_Task brief_. Please write out every item below word for word, leaving out the pictures.

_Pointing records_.
## start

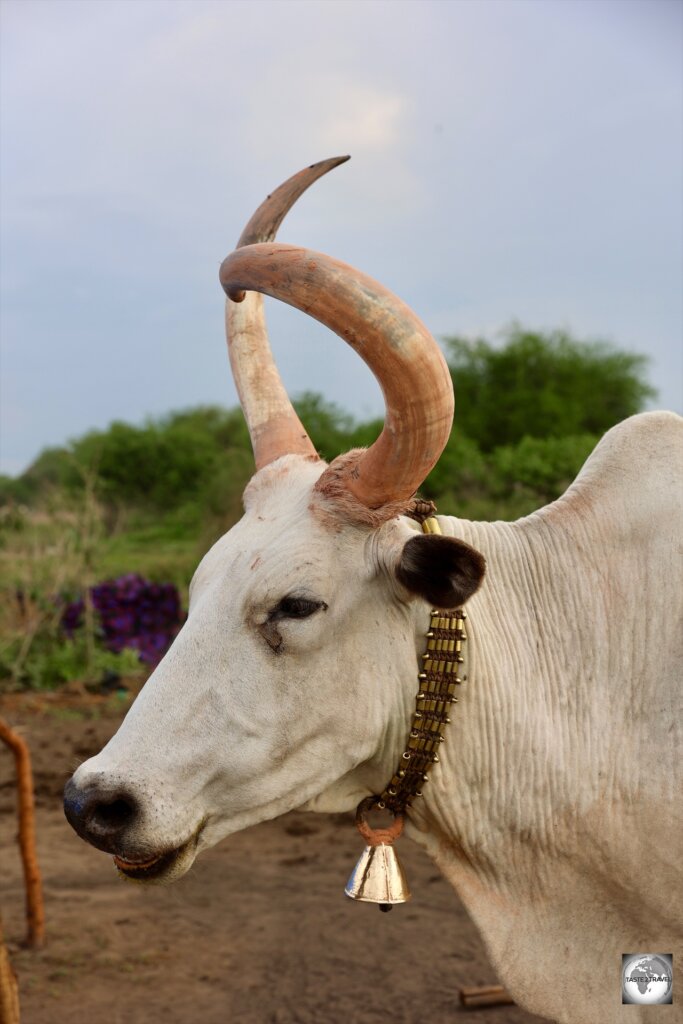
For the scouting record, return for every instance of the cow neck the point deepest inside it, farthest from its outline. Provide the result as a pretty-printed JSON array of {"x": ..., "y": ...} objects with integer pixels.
[
  {"x": 441, "y": 673},
  {"x": 378, "y": 878}
]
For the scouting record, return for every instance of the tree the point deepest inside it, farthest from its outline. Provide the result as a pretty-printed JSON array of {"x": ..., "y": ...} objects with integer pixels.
[{"x": 543, "y": 385}]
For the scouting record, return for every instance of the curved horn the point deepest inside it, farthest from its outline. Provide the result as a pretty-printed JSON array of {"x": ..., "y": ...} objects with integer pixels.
[
  {"x": 396, "y": 346},
  {"x": 273, "y": 426}
]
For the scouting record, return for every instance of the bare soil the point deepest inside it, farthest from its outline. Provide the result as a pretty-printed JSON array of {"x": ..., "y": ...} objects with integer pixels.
[{"x": 258, "y": 933}]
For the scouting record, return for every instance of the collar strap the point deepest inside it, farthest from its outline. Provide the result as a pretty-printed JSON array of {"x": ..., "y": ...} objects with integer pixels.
[{"x": 440, "y": 675}]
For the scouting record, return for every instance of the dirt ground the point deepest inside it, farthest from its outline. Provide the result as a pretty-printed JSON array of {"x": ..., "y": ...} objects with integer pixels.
[{"x": 258, "y": 933}]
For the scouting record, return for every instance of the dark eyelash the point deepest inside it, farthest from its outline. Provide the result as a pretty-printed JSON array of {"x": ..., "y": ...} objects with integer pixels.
[{"x": 296, "y": 607}]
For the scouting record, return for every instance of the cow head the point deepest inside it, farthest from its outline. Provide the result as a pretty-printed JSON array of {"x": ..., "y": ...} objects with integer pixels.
[{"x": 293, "y": 678}]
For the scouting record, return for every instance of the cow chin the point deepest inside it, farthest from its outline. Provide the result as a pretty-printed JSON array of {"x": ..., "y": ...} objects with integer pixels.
[{"x": 160, "y": 868}]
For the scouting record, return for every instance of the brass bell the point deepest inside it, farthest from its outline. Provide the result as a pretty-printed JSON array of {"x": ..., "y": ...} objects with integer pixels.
[{"x": 378, "y": 878}]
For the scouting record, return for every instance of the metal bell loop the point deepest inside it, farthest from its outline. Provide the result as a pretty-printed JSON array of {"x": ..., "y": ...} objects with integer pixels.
[{"x": 378, "y": 877}]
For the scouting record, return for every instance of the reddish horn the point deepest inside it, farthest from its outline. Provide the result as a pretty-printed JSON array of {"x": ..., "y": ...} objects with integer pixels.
[
  {"x": 396, "y": 346},
  {"x": 273, "y": 426}
]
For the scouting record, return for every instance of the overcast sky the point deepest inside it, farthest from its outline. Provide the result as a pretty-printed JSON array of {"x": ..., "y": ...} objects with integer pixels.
[{"x": 515, "y": 160}]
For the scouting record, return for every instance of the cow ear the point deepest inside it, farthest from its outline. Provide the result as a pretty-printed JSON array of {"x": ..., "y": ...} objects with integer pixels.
[{"x": 443, "y": 570}]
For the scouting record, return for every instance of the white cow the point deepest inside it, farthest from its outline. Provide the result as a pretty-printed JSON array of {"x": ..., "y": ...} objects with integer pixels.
[{"x": 555, "y": 810}]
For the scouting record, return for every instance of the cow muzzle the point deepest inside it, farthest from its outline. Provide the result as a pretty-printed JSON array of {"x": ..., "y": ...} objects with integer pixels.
[{"x": 112, "y": 821}]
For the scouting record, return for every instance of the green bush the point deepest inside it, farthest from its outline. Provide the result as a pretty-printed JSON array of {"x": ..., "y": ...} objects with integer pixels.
[{"x": 543, "y": 385}]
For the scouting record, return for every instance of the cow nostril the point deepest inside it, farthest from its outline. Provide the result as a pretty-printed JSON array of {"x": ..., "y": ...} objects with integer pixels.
[{"x": 115, "y": 816}]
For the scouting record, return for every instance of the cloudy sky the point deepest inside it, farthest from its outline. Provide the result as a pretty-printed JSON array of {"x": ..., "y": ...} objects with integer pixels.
[{"x": 512, "y": 160}]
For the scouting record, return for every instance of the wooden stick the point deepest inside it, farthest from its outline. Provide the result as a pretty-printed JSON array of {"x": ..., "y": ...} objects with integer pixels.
[
  {"x": 9, "y": 999},
  {"x": 34, "y": 892},
  {"x": 487, "y": 995}
]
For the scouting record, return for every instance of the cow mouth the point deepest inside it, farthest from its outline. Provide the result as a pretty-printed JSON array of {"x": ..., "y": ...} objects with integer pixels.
[{"x": 162, "y": 867}]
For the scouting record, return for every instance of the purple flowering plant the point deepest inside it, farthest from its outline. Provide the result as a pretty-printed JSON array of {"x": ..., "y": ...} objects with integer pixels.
[{"x": 132, "y": 612}]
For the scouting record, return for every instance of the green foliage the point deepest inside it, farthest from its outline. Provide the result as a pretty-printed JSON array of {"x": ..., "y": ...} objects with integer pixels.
[
  {"x": 543, "y": 385},
  {"x": 53, "y": 662}
]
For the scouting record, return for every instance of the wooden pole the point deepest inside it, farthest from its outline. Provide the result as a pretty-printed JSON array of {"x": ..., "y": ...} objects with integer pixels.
[
  {"x": 487, "y": 995},
  {"x": 9, "y": 999},
  {"x": 34, "y": 892}
]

## end

_Answer_.
For the scouting record, return for every instance of the cow neck the point deepest inside it, farthest from its outline. Provide the result as a pretty-printed JSON array of {"x": ..., "y": ...} objects with integer pixels.
[
  {"x": 441, "y": 673},
  {"x": 378, "y": 878}
]
For the scouting record, return for every instance of the tree the point deepest inside it, farthest from its outline. Provide the result as a pretty-printed JSON array of {"x": ..., "y": ...} objects with integer pixels.
[{"x": 543, "y": 385}]
For the scouting record, return for every instance of the curved horn the point deepest inside it, farthest from its outline. Provide the result as a pretty-printed JSON array of {"x": ..., "y": ...} objects with integer pixels.
[
  {"x": 396, "y": 346},
  {"x": 273, "y": 426}
]
For the scouting record, return for every instance of the bare soil the point deepest inside it, farthest from its outline. Provide the result as a pretty-printed JSON array of {"x": ..., "y": ...} objects with integer pixels.
[{"x": 258, "y": 933}]
For the scouting record, return for every instance of the collar strap the point deepest inside it, farthest from its outline. Provide the result as a pretty-printed JSON array of {"x": ..., "y": ...} objects with integer pixels.
[{"x": 440, "y": 675}]
For the scouting record, return for every instance of the dirt ground the point deepest inside it, farthest from its outline. Provide the result as a pretty-printed JSON array of {"x": ..., "y": ...} objects with integer pixels.
[{"x": 258, "y": 933}]
For the scouting record, return for every instance of the dark eyelash the point deepest inside it, farthest from its outline. Provide the result as a pretty-printed JSON array of {"x": ..., "y": ...} objects with integer pixels.
[{"x": 296, "y": 607}]
For the scouting record, return for every instance of the cow head the point deepest inside it, farthest from its outline. Provide the result as a pretty-printed JSON array of {"x": ..., "y": ...} objects with integer pixels.
[{"x": 293, "y": 678}]
For the scouting record, return for every instance of the cow chin the point deepest inside it, farthest from its outline. Provide the result as a pretty-printed JSON array of {"x": ..., "y": ...} objects with integer pixels.
[{"x": 160, "y": 868}]
For the scouting record, return for every instance of the brass bell the point deepest inside it, farthest from its outline. Provide the result as a pretty-printed JSON array of {"x": ..., "y": ...} objects with integer pixels.
[{"x": 378, "y": 878}]
For the scouting record, return for every instance of the metal bell loop the point deepest inside it, farthest from its outline. Provide the result as a pretty-printed JSON array of {"x": ..., "y": ...} objects with integer pixels.
[{"x": 378, "y": 877}]
For the scouting record, return for every instance of the reddish horn the point deepest inside it, farthest from its outline. Provide the result as a pretty-printed JSON array of {"x": ..., "y": ...} objects with integer pixels.
[
  {"x": 396, "y": 346},
  {"x": 273, "y": 426}
]
For the scouting record, return for every instance of the overcast sky the point deepest inside it, farthest from its outline. Provide the result as a pretty-printed JSON array of {"x": ..., "y": ...} objects with integer pixels.
[{"x": 515, "y": 160}]
For the scouting record, return for every instance of the cow ear the point deepest inside it, farthest from its outline. Provide the result as a pretty-printed JSON array of {"x": ..., "y": ...} objects with integer pixels.
[{"x": 443, "y": 570}]
For the scouting record, return for every instance of the white cow the point deepest inside it, farthest from its outline. Provide the result as a pretty-printed JSON array of {"x": ..., "y": ...} objects with integer pixels.
[{"x": 555, "y": 810}]
For the scouting record, return for every instance of the cow muzzle the point deepest inside it, farthest from its outline. Provide the result as a pretty-printed JSON array of {"x": ..., "y": ...} objects with integer pixels.
[{"x": 112, "y": 821}]
For the scouting record, return for every instance of the green bush the point deepest inside it, farthest from its outline. Provide the result as a pretty-printed JSON array of {"x": ..., "y": ...} objects with integer pixels.
[{"x": 543, "y": 385}]
For the scouting record, return for every instance of the cow nostril the point deepest inside it, farthest from its outline. Provide the result as a pretty-printed JSON array of {"x": ..., "y": ...} objects with integer pixels.
[{"x": 115, "y": 816}]
For the scouting record, return for every instance of the cloudy sky the point deepest inside it, farthest from its outline. Provide the result as a pretty-printed JSON array of {"x": ..., "y": ...} objects with integer pixels.
[{"x": 512, "y": 160}]
For the scouting record, return for every instance of the wooden stick the point deepest inside it, farthest from its outline. Provide the result as a pretty-printed JSON array of {"x": ..., "y": ...} objects with integer pixels.
[
  {"x": 9, "y": 999},
  {"x": 34, "y": 892},
  {"x": 487, "y": 995}
]
For the scouting record, return for every instance of the cow mouth the point deepest inside it, farthest from its outline. Provide the result as a pretty-printed JSON array of {"x": ..., "y": ...} objects with integer pixels.
[{"x": 162, "y": 867}]
For the scouting record, return for every instance of the purple flowering plant the point deepest inside it, farthest from its outline. Provide the result as a pretty-printed JSON array of {"x": ..., "y": ...} objects with integer pixels.
[{"x": 132, "y": 612}]
For the scouting record, return for every instance of the green foliage the point deepest inside it, farthest from its outline. Provide the result as a pretty-printed JSON array of {"x": ..., "y": ...} objects with integer pixels.
[
  {"x": 543, "y": 385},
  {"x": 53, "y": 662}
]
For the scouting record, return for every instance of the wooden pole the point deepest inside it, farthest from its outline. Provide the result as a pretty-printed JSON array of {"x": ..., "y": ...} objects with integer pixels.
[
  {"x": 487, "y": 995},
  {"x": 9, "y": 999},
  {"x": 34, "y": 892}
]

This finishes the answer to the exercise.